§ **WORK TO BE COMPLETED**:
Check the records below line by line for the string "matching". Give the number of lines that contain it and nothing else.

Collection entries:
::::::::::

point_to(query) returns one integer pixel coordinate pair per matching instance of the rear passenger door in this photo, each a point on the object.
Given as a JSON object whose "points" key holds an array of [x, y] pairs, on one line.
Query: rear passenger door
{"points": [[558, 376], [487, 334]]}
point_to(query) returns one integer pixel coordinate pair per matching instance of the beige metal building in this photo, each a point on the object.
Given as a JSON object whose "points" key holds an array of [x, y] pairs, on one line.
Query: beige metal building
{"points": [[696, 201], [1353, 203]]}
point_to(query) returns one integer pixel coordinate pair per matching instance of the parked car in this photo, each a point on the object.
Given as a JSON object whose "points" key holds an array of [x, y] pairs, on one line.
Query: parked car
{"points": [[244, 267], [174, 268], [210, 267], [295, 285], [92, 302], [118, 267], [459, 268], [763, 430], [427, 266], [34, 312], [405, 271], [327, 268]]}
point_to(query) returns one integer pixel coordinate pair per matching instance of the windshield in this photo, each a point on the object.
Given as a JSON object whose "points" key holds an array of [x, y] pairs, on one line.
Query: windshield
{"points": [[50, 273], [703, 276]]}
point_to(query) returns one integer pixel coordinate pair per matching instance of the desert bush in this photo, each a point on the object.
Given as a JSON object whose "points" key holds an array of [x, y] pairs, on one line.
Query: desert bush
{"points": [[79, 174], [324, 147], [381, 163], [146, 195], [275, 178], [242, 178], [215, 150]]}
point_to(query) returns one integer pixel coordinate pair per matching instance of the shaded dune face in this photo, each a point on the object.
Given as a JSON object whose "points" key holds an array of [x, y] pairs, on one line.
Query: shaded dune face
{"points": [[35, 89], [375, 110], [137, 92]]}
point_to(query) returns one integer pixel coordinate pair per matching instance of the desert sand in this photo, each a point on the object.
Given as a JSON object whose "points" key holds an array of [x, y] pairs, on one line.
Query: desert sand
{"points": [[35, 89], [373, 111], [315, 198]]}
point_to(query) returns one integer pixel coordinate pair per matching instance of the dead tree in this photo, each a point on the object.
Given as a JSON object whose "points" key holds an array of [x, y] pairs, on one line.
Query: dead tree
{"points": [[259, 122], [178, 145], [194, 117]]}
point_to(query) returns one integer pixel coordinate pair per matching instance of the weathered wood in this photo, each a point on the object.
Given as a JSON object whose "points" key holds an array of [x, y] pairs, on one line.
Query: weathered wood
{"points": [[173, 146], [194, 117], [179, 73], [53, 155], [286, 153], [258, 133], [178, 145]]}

::::::::::

§ **YOUR SOLUTION**:
9